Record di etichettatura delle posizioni
☆ ☆ ☆ ☆ ☆

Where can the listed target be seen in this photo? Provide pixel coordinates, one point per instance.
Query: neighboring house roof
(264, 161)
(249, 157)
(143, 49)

☆ ☆ ☆ ☆ ☆

Obiettivo dell'esercizio
Riscrivi le righe di tutti i record sotto forma di elenco numerato, omettendo le righe vuote.

Risultato del compito
1. Where can the listed target be seen in this photo? Provide pixel coordinates, one point per instance.
2. Query: neighboring house roof
3. (264, 161)
4. (249, 157)
5. (143, 49)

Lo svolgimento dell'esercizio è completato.